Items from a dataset
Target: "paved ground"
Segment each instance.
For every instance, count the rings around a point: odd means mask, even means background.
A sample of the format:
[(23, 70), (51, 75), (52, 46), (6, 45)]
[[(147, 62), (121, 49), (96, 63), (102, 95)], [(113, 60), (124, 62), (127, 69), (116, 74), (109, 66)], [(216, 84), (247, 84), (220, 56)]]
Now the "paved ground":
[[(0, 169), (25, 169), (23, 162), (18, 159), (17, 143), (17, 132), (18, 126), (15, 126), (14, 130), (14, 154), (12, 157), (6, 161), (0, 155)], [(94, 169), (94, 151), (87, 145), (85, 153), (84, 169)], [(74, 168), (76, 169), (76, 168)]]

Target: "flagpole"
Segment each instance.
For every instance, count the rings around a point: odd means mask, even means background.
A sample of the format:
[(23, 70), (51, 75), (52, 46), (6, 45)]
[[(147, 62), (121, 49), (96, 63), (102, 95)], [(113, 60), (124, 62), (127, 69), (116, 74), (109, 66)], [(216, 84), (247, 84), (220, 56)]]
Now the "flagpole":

**Task directions**
Reproduce every line of the rows above, requests included, multiplying each coordinate in the answers by 1.95 and rounding to whole numbers, with halves rounded up. Leave the numbers in the requests and their format samples as they are.

**Expected answer**
Target: "paved ground"
Segment each instance.
For every instance, count the rings around a point: odd means mask, even means background.
A sample of the format:
[(23, 70), (51, 75), (52, 46), (6, 45)]
[[(147, 62), (121, 49), (96, 63), (102, 95)], [(113, 60), (124, 62), (127, 69), (116, 74), (109, 66)], [(216, 84), (247, 84), (220, 56)]]
Now the "paved ground":
[[(0, 330), (49, 330), (45, 316), (35, 310), (33, 279), (33, 257), (35, 246), (29, 246), (27, 254), (27, 300), (23, 306), (12, 314), (0, 302)], [(183, 330), (183, 294), (170, 283), (166, 298), (164, 330)], [(144, 328), (148, 330), (148, 328)]]

Target: "flagpole"
Segment each instance.
For every instance, count the rings around a point: odd means mask, even means background.
A sample of the format:
[(23, 70), (51, 75), (52, 46), (6, 45)]
[[(147, 62), (121, 49), (96, 63), (102, 95)], [(113, 60), (124, 62), (127, 69), (116, 74), (109, 66)], [(216, 84), (247, 84), (220, 56)]]
Now the "flagpole":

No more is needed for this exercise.